◆ AVAILABLE RECORDS ◆
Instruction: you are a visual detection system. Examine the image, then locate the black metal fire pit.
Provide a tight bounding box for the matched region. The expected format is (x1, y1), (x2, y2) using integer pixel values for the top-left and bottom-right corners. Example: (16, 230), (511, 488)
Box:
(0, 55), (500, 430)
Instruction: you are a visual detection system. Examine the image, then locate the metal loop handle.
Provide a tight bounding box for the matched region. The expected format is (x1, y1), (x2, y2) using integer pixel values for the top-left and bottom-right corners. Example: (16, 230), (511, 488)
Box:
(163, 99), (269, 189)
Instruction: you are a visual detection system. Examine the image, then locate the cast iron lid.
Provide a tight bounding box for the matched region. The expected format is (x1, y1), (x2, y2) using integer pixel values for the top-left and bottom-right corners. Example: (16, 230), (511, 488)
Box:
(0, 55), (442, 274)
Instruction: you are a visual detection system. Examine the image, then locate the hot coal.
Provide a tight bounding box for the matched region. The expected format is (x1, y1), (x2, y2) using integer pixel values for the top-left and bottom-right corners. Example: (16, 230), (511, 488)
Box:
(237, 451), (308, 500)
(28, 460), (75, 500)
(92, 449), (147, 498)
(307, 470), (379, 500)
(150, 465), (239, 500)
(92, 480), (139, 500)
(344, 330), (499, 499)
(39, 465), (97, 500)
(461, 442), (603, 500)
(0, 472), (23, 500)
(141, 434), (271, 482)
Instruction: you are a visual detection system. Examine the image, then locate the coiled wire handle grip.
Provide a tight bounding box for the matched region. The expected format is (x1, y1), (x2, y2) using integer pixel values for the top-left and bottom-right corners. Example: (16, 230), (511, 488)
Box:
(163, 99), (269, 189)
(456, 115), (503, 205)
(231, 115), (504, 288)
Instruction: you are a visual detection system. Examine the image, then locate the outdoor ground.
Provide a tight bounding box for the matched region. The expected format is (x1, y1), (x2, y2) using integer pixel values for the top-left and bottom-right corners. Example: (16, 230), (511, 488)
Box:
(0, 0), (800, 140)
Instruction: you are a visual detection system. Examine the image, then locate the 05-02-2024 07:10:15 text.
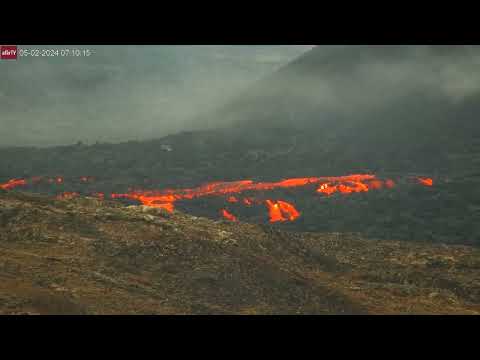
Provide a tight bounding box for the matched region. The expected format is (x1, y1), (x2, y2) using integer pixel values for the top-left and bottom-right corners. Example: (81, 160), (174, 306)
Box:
(18, 49), (93, 57)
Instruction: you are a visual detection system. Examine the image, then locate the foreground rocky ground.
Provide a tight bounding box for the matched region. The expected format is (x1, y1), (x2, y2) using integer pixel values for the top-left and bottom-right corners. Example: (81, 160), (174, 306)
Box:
(0, 188), (480, 314)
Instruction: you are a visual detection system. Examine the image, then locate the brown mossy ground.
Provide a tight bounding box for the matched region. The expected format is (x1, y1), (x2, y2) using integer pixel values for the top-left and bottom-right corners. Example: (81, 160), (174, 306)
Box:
(0, 192), (480, 314)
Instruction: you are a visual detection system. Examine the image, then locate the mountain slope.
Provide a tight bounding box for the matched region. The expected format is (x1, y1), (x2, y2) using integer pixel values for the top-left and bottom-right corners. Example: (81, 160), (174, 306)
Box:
(0, 190), (480, 314)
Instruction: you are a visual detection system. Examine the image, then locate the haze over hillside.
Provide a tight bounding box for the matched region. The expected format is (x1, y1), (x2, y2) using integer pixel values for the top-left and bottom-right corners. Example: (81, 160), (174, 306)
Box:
(0, 45), (310, 146)
(0, 46), (480, 245)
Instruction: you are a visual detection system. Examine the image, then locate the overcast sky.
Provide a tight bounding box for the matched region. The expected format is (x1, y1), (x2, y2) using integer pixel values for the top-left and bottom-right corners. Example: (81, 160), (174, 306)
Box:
(0, 45), (311, 146)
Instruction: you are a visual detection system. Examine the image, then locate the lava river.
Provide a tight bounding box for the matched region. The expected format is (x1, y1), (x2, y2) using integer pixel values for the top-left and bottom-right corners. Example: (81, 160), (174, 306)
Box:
(0, 174), (433, 223)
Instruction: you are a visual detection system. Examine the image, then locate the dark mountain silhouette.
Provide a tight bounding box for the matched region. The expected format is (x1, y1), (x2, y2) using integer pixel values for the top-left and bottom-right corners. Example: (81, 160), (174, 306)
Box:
(0, 46), (480, 245)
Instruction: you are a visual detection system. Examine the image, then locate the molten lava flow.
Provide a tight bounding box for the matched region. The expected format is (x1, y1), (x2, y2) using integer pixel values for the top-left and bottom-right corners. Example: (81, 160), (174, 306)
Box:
(243, 198), (253, 206)
(316, 177), (395, 196)
(265, 200), (300, 223)
(0, 179), (27, 190)
(417, 177), (433, 186)
(92, 193), (105, 200)
(220, 209), (237, 221)
(0, 174), (433, 222)
(57, 191), (80, 200)
(277, 200), (300, 221)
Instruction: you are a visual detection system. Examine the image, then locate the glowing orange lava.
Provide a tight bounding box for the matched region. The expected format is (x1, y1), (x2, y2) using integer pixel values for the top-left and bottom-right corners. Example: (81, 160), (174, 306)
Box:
(57, 191), (80, 200)
(265, 200), (300, 223)
(0, 174), (433, 223)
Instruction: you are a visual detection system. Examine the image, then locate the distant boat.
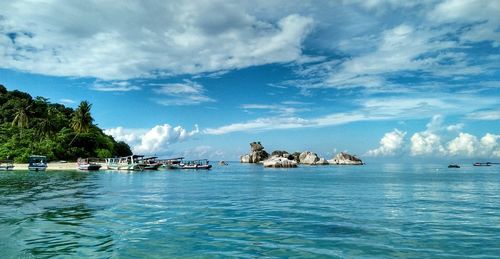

◆ EXERCISE INSTRUCTIONS ◆
Can you format every line of the records above as a JSON list of strings, one string per line, leaving out blank lines and the pictures?

◆ EXERCISE OUTPUT ◆
[
  "Instruction: you are a visual detection system. Examine the image, then locate the black metal fire pit.",
  "Provide a tight bounding box for the matched region. The expected format is (x1, y1), (x2, y2) using integer pixel values for the top-left and bottom-right corners. Example: (16, 230), (511, 488)",
  "Box:",
  "(0, 55), (500, 430)",
  "Instruction: you are a visual detection system. Examine the image, then locate the metal loop handle.",
  "Provide a tight bounding box for the matched region. The expected format is (x1, y1), (x2, y2) using integer pixel values for the top-left and bottom-right corners. Example: (16, 230), (511, 488)",
  "Box:",
  "(163, 99), (269, 189)",
  "Instruction: you are a visual detection system. Examine the image, then locate the cast iron lid.",
  "Provide a tight bounding box for the matched region. The expected format is (x1, y1), (x2, y2) using integer pixel values for the top-left and bottom-right corners. Example: (16, 230), (511, 488)",
  "Box:",
  "(0, 55), (442, 274)",
  "Instruction: you are a visual detection system. Examine the image, then locate the hot coal.",
  "Provide a tight bounding box for the matched region. The expected format is (x1, y1), (x2, y2) using integer pixel values for the top-left and bottom-right corners. Example: (16, 230), (511, 488)",
  "Box:",
  "(237, 451), (308, 500)",
  "(28, 460), (75, 500)",
  "(92, 449), (147, 498)",
  "(307, 470), (379, 500)",
  "(150, 465), (239, 500)",
  "(92, 480), (139, 500)",
  "(344, 330), (499, 499)",
  "(39, 465), (97, 500)",
  "(461, 442), (603, 500)",
  "(0, 472), (23, 500)",
  "(141, 434), (271, 482)",
  "Instruction: you are a visual detection system. Examine the image, then locate the coiled wire handle grip.",
  "Provide a tight bounding box for the matched region. The expected format is (x1, y1), (x2, y2) using integer pixel values for the top-left and bottom-right corners. Example: (16, 230), (511, 488)",
  "Box:",
  "(163, 99), (269, 189)",
  "(456, 115), (503, 205)",
  "(231, 115), (504, 288)",
  "Instruction: you are a visual detection system. Examine the image, then locate the outdoor ground.",
  "Provide a tight bounding box for the matched region. The expected format is (x1, y1), (x2, y2) using integer pixel values for the top-left and bottom-right corners. Example: (16, 230), (511, 488)",
  "Box:",
  "(0, 0), (800, 140)",
  "Instruction: you are a visual detection system. Examine the image, then locate the 05-02-2024 07:10:15 text.",
  "Provide a tight bounding box for the matched region. The expected format is (x1, y1), (x2, y2) using integer pixel values for the top-left and bottom-right corners. Example: (81, 160), (174, 306)",
  "Box:",
  "(18, 49), (93, 57)",
  "Instruction: you are a visual detection system. Examine the image, then locate the foreground rocky ground.",
  "Provide a tight bounding box for the matched region. The expected format is (x1, y1), (x2, y2) using integer pixel values for the top-left and bottom-right corners. Example: (81, 160), (174, 306)",
  "Box:",
  "(0, 188), (480, 314)",
  "Instruction: you are a visual detection system. Examine the image, then locate the brown mossy ground.",
  "Provide a tight bounding box for the matched region. The expected format is (x1, y1), (x2, y2) using integer pixel values for the top-left and bottom-right corners. Example: (81, 160), (174, 306)",
  "Box:",
  "(0, 192), (480, 314)",
  "Instruction: you are a visual detection system. Examine the image, then locate the mountain slope.",
  "Provide a tight bounding box for the matched region. The expected format is (x1, y1), (x2, y2) using integer pixel values for the top-left and bottom-right corners. Example: (81, 160), (174, 306)",
  "Box:",
  "(0, 190), (480, 314)",
  "Instruction: you are a visual detection system. Examine the image, then locate the haze over hillside.",
  "Provide a tight bounding box for the matched region. The expected format is (x1, y1), (x2, y2) using integer pixel values for the top-left and bottom-right corners. Example: (81, 160), (174, 306)",
  "Box:",
  "(0, 45), (310, 146)",
  "(0, 46), (480, 245)",
  "Instruction: you are a visual detection system. Examine the image, then locate the overcast sky.",
  "Provide a tight bounding box for the matched region. The expected format is (x1, y1), (x2, y2) using integer pixel values for the top-left and bottom-right corners. Example: (81, 160), (174, 306)",
  "Box:",
  "(0, 45), (311, 146)",
  "Instruction: you are a visual detection system. Examine the image, then locate the lava river.",
  "Provide a tight bounding box for the matched region. The expected format is (x1, y1), (x2, y2) using integer pixel values for the top-left and bottom-right corners. Example: (81, 160), (174, 306)",
  "Box:",
  "(0, 174), (433, 223)",
  "Instruction: you are a visual detection system. Examine the image, then locate the dark mountain silhouette.",
  "Provide a tight bounding box for the matched region. The expected format is (x1, y1), (x2, y2) using integer pixel values for the top-left and bottom-right corners. Example: (81, 160), (174, 306)",
  "Box:",
  "(0, 46), (480, 245)",
  "Instruction: you are a visual detection system. Examine the image, then locate the molten lava flow.",
  "Provide a tight bounding box for the matched region. The expected format is (x1, y1), (x2, y2) using integer pixel values for the top-left and bottom-right corners. Example: (81, 160), (174, 306)",
  "Box:",
  "(243, 198), (253, 206)",
  "(316, 177), (395, 196)",
  "(265, 200), (300, 223)",
  "(0, 179), (27, 190)",
  "(417, 177), (433, 186)",
  "(92, 193), (105, 200)",
  "(220, 209), (237, 221)",
  "(0, 174), (433, 222)",
  "(57, 191), (80, 200)",
  "(277, 200), (300, 221)",
  "Instruction: you are a visual detection system. Examine the image, then locate the glowing orange lava.",
  "Provide a tight bounding box for the matched region. The expected format is (x1, y1), (x2, y2) using integer pixel values for the top-left and bottom-right corners. Example: (81, 160), (174, 306)",
  "Box:",
  "(57, 191), (80, 200)",
  "(265, 200), (300, 223)",
  "(0, 174), (433, 223)",
  "Instruction: you are a visual detection system. Examine the image, then locate the distant boat."
]